## TASK INSTRUCTIONS
Report each line of the entries that contains the word "below", copied in full.
*** Opening of MATERIALS PROVIDED ***
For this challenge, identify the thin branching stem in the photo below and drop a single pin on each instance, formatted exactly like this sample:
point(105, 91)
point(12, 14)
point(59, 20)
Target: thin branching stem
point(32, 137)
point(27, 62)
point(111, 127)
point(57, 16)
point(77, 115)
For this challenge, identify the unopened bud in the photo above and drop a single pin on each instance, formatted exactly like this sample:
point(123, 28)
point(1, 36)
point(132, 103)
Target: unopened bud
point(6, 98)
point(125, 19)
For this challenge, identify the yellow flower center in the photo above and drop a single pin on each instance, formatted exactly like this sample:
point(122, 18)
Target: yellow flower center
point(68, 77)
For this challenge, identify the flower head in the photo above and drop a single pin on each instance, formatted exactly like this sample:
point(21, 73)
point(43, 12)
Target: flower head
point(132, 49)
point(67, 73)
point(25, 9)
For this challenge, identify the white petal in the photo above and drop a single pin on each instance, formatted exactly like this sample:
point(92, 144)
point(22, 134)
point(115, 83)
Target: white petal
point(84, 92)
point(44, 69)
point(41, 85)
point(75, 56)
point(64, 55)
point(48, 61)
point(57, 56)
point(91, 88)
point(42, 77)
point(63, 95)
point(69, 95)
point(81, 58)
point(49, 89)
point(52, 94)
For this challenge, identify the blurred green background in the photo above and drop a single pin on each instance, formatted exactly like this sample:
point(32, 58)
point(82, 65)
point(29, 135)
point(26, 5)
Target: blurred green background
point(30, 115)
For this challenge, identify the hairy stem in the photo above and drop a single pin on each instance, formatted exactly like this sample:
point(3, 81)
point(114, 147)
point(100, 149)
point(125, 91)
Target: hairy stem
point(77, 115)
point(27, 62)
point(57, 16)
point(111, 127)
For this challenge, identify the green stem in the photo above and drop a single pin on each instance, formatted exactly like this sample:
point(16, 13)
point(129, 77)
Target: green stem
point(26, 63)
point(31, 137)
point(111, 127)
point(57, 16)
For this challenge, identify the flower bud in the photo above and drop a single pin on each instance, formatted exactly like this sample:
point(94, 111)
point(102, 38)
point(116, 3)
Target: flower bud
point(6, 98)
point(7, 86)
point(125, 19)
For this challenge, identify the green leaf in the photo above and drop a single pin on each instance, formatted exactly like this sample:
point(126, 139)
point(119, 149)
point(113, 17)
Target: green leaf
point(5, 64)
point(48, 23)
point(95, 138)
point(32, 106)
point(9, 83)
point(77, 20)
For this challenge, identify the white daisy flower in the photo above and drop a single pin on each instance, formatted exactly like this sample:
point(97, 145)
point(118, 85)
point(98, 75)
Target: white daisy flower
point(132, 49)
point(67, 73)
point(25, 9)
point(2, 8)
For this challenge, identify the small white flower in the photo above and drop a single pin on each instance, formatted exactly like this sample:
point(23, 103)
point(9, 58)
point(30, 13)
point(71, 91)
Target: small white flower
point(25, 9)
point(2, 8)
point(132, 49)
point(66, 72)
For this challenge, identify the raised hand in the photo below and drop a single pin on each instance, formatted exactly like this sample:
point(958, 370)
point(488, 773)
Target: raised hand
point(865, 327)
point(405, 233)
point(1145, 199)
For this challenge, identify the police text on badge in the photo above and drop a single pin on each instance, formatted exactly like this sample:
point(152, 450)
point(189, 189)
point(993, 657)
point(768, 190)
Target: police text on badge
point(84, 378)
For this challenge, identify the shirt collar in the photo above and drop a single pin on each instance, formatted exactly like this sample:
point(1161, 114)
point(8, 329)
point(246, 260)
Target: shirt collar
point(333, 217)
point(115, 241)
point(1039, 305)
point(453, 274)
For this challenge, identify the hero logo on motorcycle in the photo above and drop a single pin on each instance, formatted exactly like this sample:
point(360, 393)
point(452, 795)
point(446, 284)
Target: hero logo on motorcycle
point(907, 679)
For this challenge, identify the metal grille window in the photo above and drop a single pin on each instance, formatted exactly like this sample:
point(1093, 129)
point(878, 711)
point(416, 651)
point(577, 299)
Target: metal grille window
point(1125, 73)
*** Close of MATERIALS PROVIDED ***
## EXPECTED OUTPUT
For this challenge, identify the thin branching stem in the photo below and drop a single pin on each instance, formatted exactly like this sample:
For this challenge, identify the raised hand in the photo below and drop a single pin on each instance, formatted exactly like this sample:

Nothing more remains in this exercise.